> **Contour labeling entries**:
▶

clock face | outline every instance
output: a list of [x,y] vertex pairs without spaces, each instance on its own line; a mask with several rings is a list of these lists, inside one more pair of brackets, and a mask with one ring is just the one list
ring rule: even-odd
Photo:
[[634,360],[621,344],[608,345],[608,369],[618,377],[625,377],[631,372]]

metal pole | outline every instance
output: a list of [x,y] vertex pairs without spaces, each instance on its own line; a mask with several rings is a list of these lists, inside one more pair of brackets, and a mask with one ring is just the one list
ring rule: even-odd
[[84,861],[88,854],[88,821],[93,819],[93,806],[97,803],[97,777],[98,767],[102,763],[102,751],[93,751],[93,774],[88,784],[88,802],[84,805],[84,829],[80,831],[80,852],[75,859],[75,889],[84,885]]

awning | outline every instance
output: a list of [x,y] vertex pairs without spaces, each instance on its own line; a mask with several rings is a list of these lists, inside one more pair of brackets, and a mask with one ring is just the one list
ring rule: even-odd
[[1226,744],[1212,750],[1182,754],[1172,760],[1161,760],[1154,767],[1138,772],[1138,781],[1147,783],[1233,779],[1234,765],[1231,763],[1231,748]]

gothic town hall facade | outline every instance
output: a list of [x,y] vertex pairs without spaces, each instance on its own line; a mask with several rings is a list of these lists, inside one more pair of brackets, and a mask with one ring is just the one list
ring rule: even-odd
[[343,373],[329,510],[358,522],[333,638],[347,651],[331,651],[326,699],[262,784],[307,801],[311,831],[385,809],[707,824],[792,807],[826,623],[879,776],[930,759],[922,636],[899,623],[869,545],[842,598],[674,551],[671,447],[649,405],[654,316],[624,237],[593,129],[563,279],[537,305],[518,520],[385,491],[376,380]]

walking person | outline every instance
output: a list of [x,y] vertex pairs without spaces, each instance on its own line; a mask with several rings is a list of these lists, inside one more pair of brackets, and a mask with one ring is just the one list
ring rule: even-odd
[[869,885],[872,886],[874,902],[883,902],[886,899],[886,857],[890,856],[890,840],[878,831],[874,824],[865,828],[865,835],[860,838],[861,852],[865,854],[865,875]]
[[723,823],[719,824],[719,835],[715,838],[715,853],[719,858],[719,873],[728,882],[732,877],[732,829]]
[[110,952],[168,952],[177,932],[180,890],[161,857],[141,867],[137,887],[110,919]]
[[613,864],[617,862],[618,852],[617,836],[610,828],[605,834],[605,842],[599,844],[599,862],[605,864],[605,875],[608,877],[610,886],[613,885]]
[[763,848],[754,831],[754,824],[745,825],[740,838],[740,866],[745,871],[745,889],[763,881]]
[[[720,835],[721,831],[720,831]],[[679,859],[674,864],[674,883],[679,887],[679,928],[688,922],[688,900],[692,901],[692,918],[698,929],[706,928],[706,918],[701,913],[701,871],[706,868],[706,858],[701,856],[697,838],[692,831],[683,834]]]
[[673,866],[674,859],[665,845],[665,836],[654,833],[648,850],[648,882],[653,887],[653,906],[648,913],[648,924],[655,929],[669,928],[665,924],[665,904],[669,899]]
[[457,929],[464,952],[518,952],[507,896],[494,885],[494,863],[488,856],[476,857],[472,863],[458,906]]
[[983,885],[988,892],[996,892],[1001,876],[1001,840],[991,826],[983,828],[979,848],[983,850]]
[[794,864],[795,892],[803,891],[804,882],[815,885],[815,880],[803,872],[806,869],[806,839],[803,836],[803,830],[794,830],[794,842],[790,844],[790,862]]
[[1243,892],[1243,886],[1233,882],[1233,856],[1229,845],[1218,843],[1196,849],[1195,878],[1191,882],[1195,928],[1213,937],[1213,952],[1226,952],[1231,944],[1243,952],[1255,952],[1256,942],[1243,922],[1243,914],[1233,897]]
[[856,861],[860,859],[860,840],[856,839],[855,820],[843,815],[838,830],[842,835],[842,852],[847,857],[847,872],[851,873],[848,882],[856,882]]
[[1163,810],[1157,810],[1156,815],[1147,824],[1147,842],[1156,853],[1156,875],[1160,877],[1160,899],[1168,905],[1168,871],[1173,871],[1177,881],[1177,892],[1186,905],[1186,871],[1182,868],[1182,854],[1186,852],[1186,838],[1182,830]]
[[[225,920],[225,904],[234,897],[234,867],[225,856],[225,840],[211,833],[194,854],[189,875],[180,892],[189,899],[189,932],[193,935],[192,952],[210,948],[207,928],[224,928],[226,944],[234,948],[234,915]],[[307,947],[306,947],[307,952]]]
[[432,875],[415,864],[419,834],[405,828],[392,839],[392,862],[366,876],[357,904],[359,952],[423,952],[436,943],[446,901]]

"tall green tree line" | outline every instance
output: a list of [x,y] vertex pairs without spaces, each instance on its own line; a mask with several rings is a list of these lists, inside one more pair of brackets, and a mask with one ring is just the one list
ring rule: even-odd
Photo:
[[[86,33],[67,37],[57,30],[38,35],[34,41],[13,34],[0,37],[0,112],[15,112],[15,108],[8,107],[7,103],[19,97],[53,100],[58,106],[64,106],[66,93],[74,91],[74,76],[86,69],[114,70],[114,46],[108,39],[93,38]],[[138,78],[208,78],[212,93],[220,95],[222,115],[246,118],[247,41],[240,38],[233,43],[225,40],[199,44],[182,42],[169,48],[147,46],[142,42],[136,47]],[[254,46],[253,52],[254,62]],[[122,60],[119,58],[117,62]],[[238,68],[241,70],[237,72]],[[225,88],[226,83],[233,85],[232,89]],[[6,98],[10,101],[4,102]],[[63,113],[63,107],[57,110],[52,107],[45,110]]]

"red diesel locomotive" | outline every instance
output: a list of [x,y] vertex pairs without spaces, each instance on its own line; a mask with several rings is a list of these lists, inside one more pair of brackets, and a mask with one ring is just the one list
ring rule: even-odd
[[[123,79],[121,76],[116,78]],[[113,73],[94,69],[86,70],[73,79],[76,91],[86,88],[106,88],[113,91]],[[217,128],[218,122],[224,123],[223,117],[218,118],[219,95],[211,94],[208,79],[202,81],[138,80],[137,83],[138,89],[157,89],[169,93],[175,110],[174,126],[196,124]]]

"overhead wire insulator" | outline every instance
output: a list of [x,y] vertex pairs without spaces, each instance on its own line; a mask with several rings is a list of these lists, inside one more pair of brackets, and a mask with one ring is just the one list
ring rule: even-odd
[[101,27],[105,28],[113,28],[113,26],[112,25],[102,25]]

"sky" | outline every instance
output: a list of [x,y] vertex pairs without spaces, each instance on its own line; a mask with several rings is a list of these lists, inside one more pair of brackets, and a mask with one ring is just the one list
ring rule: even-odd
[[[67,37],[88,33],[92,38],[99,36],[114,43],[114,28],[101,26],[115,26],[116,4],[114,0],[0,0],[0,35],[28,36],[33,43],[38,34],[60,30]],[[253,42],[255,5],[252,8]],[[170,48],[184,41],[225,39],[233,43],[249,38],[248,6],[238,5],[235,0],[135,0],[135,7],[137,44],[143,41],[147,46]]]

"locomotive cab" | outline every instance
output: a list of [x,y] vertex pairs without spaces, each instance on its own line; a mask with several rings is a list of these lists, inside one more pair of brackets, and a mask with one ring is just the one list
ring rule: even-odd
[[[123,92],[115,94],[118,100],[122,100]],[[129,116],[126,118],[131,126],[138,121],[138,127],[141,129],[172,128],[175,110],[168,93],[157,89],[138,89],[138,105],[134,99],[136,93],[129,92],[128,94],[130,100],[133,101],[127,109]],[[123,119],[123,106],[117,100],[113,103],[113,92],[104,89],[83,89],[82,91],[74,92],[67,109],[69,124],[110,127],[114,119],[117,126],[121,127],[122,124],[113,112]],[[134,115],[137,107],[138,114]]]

◀

> **Problem statement**:
Reproduce each record shown above without altering a single word.

> **Output for this exercise**:
clock face | outline every instance
output: a list of [x,y] vertex pairs without spaces, each instance on its own line; a mask with several rings is a list of these lists, inside one more pair of brackets, and a mask with one ring is just the one list
ring rule: even-odd
Photo:
[[634,360],[621,344],[608,345],[608,369],[618,377],[625,377],[631,372]]

metal pole | outline every instance
output: a list of [x,y] vertex pairs without spaces, each instance on its own line; a mask with several rings is a list of these lists, inside one more pair of brackets, and a mask with one ring is just the one list
ring rule: even-odd
[[84,861],[88,854],[88,821],[93,819],[93,806],[97,803],[97,777],[98,767],[102,763],[102,751],[93,751],[93,774],[88,784],[88,802],[84,805],[84,829],[80,831],[80,852],[75,859],[75,889],[84,885]]

awning | outline every instance
output: a list of [x,y] vertex pairs without spaces, each instance on its own line; a mask with several rings is a list of these lists, inside one more pair of brackets, and a mask with one ring is just the one list
ring rule: even-odd
[[1226,744],[1212,750],[1182,754],[1172,760],[1161,760],[1154,767],[1138,772],[1138,781],[1147,783],[1233,779],[1234,765],[1231,763],[1231,748]]

gothic town hall facade | outline every instance
output: a list of [x,y] vertex pairs without spaces, each instance on its own line; a mask with several rings is a list of these lists, inside one more pair of brackets, and a mask with one ring is just the one list
ring rule: even-odd
[[343,373],[329,510],[358,522],[333,638],[347,651],[331,651],[326,699],[262,784],[307,801],[311,831],[385,809],[707,824],[792,807],[826,623],[879,776],[930,759],[922,636],[899,623],[869,545],[842,598],[674,551],[671,447],[649,405],[654,316],[624,237],[593,129],[563,279],[537,305],[518,520],[385,491],[376,380]]

walking person | outline every instance
output: a list of [x,y] vertex pairs without spaces, each instance on its own line; a mask with several rings is a list of these lists, inside one more pair of brackets, and a mask with one ring is just the one list
ring rule: even-odd
[[869,885],[872,886],[874,902],[883,902],[886,899],[886,857],[890,856],[890,840],[878,831],[874,824],[865,828],[865,835],[860,838],[861,852],[865,854],[865,875]]
[[723,823],[719,824],[719,835],[715,838],[715,853],[719,858],[719,873],[728,882],[732,877],[732,829]]
[[110,952],[168,952],[177,932],[180,890],[161,857],[141,867],[137,887],[110,919]]
[[613,864],[617,862],[618,852],[617,836],[610,828],[605,834],[605,842],[599,844],[599,862],[605,864],[605,875],[608,877],[610,886],[613,885]]
[[763,848],[754,831],[754,824],[745,825],[740,838],[740,866],[745,871],[745,889],[763,881]]
[[[720,835],[721,831],[720,831]],[[679,859],[674,864],[674,883],[679,887],[679,928],[688,922],[688,900],[692,901],[692,918],[698,929],[706,928],[706,918],[701,913],[701,871],[706,868],[706,858],[701,856],[697,838],[692,831],[683,834]]]
[[673,866],[674,859],[665,845],[665,836],[654,833],[648,850],[648,882],[653,887],[653,906],[648,913],[648,924],[655,929],[669,928],[665,924],[665,904],[669,899]]
[[457,929],[464,952],[518,952],[507,896],[494,885],[494,863],[488,856],[476,857],[472,863],[458,906]]
[[983,885],[988,892],[996,892],[1001,876],[1001,840],[991,826],[983,828],[979,848],[983,850]]
[[794,864],[795,892],[803,891],[804,882],[815,885],[815,880],[803,872],[806,869],[806,839],[803,836],[803,830],[794,830],[794,842],[790,844],[790,862]]
[[1243,892],[1243,886],[1233,882],[1233,856],[1229,845],[1218,843],[1196,849],[1195,878],[1191,882],[1195,928],[1213,937],[1213,952],[1226,952],[1231,944],[1243,952],[1255,952],[1256,942],[1243,922],[1243,914],[1233,897]]
[[856,861],[860,859],[860,840],[856,839],[855,820],[843,815],[838,830],[842,835],[842,852],[847,857],[847,872],[851,873],[848,882],[856,882]]
[[1163,810],[1157,810],[1156,815],[1147,824],[1147,842],[1156,853],[1156,875],[1160,877],[1160,899],[1168,905],[1168,871],[1173,871],[1177,881],[1177,892],[1186,905],[1186,871],[1182,868],[1182,854],[1186,852],[1186,838],[1182,830]]
[[[225,920],[225,904],[234,897],[234,867],[225,856],[225,840],[211,833],[194,854],[189,875],[180,892],[189,899],[189,932],[193,935],[192,952],[210,948],[207,928],[224,928],[226,944],[234,948],[234,915]],[[307,947],[306,947],[307,952]]]
[[432,875],[415,864],[419,834],[405,828],[392,839],[392,862],[366,876],[357,904],[359,952],[423,952],[436,943],[446,901]]

"tall green tree line" | outline every instance
output: a list of [x,y] vertex pairs without spaces, each instance on its own line; a mask with several rings is a list of these lists, inside one more pair of brackets, and a mask with one ring is just the one list
ring rule: even-odd
Photo:
[[[86,33],[67,37],[57,30],[38,35],[34,41],[13,34],[0,37],[0,112],[15,112],[15,108],[8,107],[7,103],[19,97],[53,100],[58,106],[64,106],[66,93],[74,91],[74,76],[86,69],[114,70],[114,46],[108,39],[93,38]],[[138,78],[208,78],[212,93],[220,95],[222,115],[246,118],[247,41],[240,38],[233,43],[225,40],[199,44],[182,42],[169,48],[147,46],[142,42],[136,47]],[[254,46],[253,52],[254,62]],[[122,60],[119,58],[117,62]],[[238,68],[241,70],[237,72]],[[225,88],[226,83],[233,85],[232,89]],[[6,98],[10,101],[4,102]],[[63,113],[63,107],[57,110],[52,107],[45,110]]]

"red diesel locomotive" | outline every instance
output: a list of [x,y] vertex pairs without spaces, each instance on its own line; a mask with several rings is a list of these lists, inside one more pair of brackets, and a mask with one ring is just the one list
ring rule: even-odd
[[[123,79],[121,76],[116,78]],[[113,73],[94,69],[86,70],[73,79],[76,91],[86,88],[106,88],[113,91]],[[217,128],[218,122],[224,123],[223,117],[218,118],[219,95],[211,94],[208,79],[202,81],[138,80],[137,83],[138,89],[157,89],[169,93],[175,110],[174,126],[196,124]]]

"overhead wire insulator" | outline every instance
output: a list of [x,y] vertex pairs without spaces, each instance on its own line; a mask with several rings is a list of these lists, inside one more pair of brackets, and a mask with one ring is just the one list
ring rule: even-odd
[[101,27],[105,28],[113,28],[113,26],[112,25],[102,25]]

"sky" | outline every instance
output: a list of [x,y] vertex pairs without spaces, each instance on its own line; a mask with several rings is a list of these lists, inside one more pair of brackets, and a mask with one ring is just the one list
ring rule: even-odd
[[[67,37],[88,33],[92,38],[99,36],[114,43],[114,28],[101,26],[115,26],[116,4],[114,0],[0,0],[0,35],[28,36],[33,43],[38,34],[60,30]],[[253,42],[255,5],[252,8]],[[170,48],[184,41],[225,39],[233,43],[249,38],[248,6],[238,5],[235,0],[135,0],[135,7],[137,44],[143,41],[147,46]]]

"locomotive cab" | outline every instance
output: a list of [x,y] vertex pairs without spaces, each instance on its own line; a mask with several rings is a list of these lists, inside one more pair of brackets, and a mask with one ring is just the one list
ring rule: even-odd
[[[123,92],[115,94],[118,100],[122,100]],[[129,116],[126,118],[131,126],[138,121],[138,127],[141,129],[172,128],[175,110],[168,93],[157,89],[138,89],[138,105],[134,99],[136,93],[129,92],[128,94],[130,100],[133,101],[127,109]],[[123,119],[123,106],[117,100],[113,103],[113,92],[104,89],[83,89],[82,91],[74,92],[67,109],[69,124],[110,127],[114,119],[117,126],[121,127],[122,124],[113,112]],[[134,115],[137,107],[138,114]]]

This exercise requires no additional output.